Could the lines from the one with "Indicate the bench" through the end of the listing be restated exactly, with nothing else included?

.....

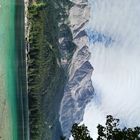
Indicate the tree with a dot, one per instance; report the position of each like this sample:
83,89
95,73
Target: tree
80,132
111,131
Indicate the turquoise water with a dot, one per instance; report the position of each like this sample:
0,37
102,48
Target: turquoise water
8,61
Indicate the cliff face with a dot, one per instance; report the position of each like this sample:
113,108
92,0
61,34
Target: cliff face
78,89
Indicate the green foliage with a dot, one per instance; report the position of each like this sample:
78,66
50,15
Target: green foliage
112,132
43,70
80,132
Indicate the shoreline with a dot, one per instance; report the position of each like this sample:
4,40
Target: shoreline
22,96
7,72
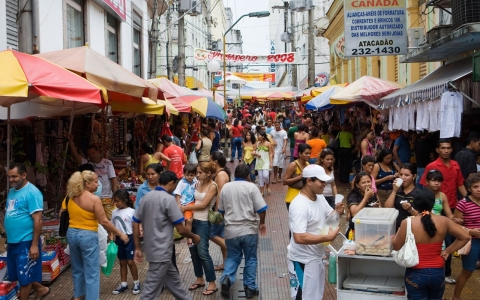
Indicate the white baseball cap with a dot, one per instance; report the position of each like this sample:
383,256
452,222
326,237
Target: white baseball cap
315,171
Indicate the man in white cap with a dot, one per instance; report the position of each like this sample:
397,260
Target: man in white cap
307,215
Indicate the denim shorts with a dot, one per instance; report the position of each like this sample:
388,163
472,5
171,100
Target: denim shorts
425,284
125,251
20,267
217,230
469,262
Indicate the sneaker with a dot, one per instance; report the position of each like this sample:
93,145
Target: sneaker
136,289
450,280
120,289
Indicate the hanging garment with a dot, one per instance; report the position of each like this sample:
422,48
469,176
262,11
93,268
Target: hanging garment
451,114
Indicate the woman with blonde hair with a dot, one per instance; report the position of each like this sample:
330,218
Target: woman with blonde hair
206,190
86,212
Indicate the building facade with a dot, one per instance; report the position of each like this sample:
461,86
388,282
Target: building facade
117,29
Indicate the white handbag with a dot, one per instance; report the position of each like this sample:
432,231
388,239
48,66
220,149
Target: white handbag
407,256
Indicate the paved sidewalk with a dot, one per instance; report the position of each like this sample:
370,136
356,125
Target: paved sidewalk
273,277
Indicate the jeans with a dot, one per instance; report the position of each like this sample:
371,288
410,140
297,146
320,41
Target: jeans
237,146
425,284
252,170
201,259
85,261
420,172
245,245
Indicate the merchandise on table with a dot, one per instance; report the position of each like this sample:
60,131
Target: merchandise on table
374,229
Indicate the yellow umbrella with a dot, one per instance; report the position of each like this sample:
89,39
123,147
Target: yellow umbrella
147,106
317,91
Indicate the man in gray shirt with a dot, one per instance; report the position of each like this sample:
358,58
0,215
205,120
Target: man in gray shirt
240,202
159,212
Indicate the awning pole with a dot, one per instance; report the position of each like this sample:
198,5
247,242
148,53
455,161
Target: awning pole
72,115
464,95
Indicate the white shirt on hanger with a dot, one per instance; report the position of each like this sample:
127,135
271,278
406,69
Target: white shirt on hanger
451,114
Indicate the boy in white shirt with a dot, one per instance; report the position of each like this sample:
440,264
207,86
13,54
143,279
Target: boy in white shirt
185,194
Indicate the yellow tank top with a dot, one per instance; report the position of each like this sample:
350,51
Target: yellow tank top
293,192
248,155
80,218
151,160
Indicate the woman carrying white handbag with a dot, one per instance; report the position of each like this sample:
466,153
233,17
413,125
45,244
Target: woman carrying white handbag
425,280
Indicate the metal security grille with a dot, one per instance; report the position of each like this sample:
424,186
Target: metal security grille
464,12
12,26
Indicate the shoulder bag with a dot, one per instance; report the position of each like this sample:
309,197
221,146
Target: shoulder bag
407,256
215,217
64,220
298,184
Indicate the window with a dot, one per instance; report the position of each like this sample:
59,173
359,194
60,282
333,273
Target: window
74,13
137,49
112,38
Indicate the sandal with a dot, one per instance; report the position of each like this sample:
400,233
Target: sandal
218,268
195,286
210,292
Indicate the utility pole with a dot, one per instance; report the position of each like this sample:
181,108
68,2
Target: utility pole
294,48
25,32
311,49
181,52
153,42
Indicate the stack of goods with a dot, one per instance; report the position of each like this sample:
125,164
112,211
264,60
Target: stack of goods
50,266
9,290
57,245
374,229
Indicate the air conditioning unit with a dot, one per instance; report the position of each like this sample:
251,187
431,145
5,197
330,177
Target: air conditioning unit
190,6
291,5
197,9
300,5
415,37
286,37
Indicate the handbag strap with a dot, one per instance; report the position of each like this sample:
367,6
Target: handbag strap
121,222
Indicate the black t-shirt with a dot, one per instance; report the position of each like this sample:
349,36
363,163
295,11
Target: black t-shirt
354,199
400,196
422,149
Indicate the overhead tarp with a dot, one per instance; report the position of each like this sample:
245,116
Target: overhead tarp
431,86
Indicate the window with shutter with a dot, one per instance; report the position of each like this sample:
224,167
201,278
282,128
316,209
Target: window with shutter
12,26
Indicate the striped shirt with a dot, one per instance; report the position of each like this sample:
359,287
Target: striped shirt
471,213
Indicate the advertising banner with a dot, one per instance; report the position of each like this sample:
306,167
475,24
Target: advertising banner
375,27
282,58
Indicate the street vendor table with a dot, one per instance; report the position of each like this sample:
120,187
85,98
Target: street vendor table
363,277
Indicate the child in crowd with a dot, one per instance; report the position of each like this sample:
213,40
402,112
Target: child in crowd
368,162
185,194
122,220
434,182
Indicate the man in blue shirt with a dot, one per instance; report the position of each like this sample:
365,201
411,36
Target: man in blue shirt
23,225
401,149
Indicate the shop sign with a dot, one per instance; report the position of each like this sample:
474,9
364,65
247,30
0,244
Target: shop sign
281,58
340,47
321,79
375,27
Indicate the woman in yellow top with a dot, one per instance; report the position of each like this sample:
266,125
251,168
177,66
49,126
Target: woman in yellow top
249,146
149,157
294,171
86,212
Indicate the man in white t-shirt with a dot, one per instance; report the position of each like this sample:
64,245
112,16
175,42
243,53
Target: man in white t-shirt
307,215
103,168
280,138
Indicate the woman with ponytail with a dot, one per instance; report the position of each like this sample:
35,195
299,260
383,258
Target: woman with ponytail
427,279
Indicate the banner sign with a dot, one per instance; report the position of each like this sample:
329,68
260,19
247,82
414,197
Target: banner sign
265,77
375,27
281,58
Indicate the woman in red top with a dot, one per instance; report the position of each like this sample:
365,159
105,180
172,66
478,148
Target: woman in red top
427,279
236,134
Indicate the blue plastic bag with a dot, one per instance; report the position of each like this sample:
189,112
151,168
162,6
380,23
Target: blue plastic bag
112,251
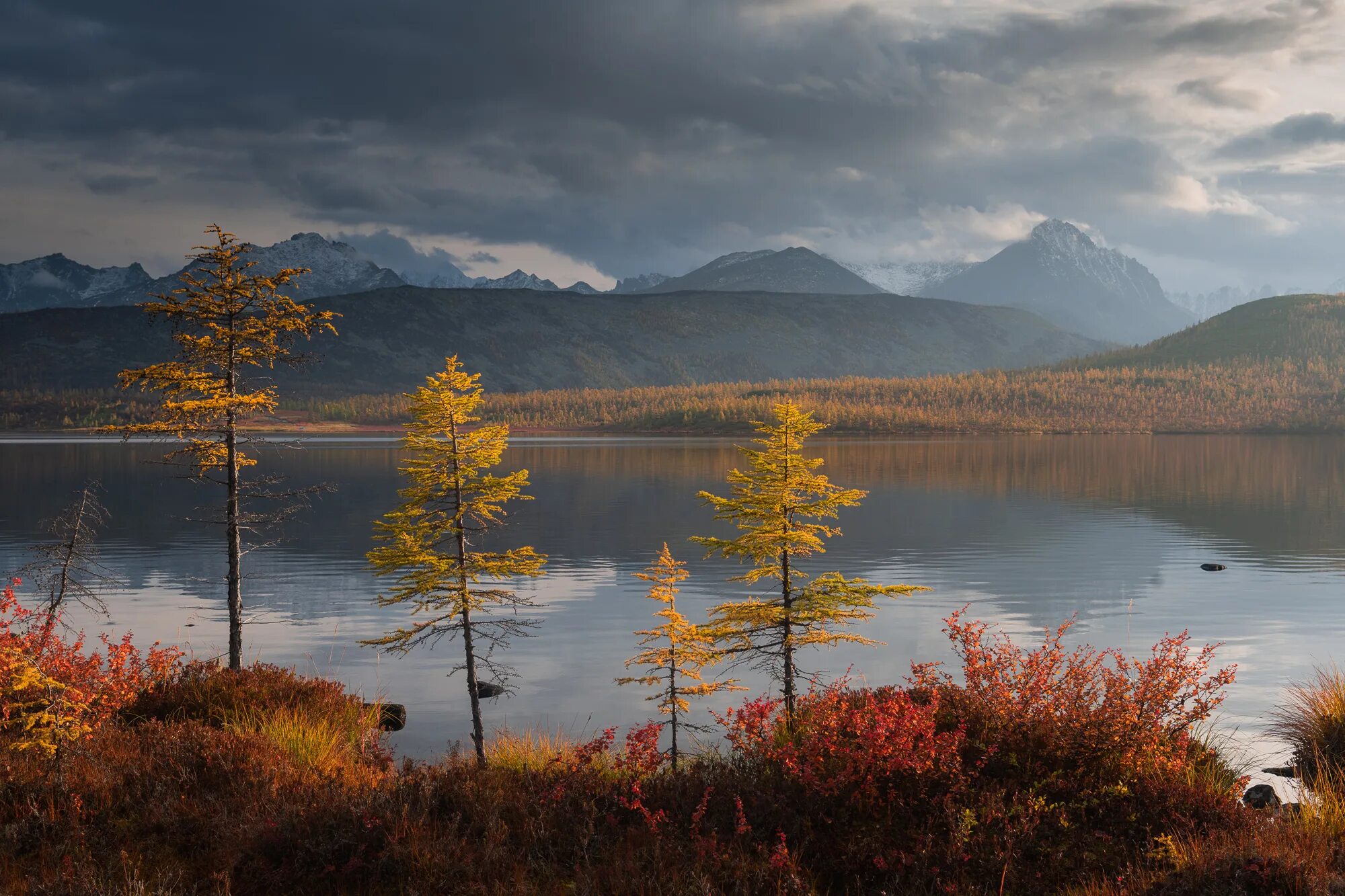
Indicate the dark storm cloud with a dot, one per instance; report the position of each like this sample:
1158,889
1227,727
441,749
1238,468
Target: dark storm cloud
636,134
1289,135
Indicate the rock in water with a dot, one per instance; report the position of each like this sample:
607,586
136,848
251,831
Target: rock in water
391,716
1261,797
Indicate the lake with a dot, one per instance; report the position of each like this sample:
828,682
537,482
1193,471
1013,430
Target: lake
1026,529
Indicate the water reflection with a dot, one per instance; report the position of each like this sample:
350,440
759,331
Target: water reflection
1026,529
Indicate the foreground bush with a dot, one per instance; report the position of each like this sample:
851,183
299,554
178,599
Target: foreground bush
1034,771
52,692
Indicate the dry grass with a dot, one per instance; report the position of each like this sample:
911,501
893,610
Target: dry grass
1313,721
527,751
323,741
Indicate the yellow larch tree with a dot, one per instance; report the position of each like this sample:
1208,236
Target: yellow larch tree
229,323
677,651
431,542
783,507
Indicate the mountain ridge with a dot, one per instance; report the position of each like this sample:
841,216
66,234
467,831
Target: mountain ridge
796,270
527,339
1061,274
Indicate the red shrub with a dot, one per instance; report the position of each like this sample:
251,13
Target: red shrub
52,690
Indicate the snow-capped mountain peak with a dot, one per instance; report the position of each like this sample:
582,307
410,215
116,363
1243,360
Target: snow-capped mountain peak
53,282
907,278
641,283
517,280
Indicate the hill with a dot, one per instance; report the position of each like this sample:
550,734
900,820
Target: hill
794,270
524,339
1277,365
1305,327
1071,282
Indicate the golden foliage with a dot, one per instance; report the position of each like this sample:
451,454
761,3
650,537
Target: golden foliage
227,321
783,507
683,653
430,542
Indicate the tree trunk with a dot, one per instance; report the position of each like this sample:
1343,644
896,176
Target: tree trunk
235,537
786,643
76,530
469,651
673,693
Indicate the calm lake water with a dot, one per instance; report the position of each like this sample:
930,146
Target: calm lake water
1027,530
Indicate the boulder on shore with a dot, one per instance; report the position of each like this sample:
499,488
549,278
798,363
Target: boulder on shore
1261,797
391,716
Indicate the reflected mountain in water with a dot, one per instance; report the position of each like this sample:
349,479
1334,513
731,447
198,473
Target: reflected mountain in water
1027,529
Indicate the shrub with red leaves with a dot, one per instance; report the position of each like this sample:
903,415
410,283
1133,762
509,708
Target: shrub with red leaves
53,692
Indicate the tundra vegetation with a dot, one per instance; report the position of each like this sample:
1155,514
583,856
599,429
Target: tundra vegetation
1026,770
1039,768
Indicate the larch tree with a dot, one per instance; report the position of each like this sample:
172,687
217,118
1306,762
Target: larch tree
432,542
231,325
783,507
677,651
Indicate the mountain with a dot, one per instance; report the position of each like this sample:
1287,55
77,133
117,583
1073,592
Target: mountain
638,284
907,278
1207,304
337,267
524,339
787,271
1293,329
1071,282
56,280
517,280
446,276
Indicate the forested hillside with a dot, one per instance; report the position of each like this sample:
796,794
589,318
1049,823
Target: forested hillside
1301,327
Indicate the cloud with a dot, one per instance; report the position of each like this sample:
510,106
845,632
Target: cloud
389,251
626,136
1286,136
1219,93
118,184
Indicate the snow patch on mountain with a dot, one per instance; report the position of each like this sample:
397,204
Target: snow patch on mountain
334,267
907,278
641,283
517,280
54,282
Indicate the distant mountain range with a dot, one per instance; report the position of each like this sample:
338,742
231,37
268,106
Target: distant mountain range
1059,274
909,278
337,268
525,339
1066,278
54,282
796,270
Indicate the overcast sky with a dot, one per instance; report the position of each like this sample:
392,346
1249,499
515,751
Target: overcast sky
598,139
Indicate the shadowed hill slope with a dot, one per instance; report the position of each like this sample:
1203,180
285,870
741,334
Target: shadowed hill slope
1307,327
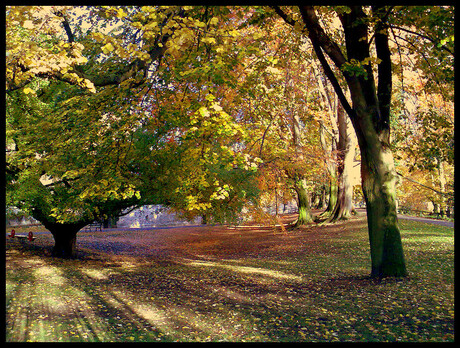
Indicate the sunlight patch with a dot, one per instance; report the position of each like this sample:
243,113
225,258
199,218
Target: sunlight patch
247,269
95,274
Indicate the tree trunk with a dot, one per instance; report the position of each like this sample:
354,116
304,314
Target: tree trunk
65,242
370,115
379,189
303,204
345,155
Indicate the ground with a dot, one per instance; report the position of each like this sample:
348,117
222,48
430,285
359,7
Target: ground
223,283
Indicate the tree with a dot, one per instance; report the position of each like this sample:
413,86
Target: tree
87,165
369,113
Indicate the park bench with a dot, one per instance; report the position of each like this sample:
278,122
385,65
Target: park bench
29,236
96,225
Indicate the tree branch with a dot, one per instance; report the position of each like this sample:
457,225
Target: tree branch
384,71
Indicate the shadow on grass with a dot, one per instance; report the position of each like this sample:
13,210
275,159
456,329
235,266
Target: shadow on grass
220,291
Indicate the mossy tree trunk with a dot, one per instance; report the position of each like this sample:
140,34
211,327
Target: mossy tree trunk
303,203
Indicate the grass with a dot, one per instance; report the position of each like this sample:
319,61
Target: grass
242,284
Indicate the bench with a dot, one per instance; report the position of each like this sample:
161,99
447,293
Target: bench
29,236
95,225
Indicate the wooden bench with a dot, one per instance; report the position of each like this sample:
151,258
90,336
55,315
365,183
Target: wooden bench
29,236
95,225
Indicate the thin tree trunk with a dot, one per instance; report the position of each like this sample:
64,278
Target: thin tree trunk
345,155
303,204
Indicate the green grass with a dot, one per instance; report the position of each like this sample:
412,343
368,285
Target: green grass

.....

| Right answer |
Indicate the bench with a dot, one per instance; report the position of each like this sample:
161,99
447,293
Target: bench
29,236
95,225
Indicate the wooden bench with a dot, one per instance; report the position of each like this sample:
151,258
90,336
55,315
365,183
Target: wooden bench
29,236
95,225
Indicate the thin tree trunk with a dot, one per instance; report the position of each like this sample:
64,278
Target: thin tree trunk
345,155
303,204
Indicate the green grass with a dot, one per instance; report the position of each like this sample:
412,343
368,285
Target: green grass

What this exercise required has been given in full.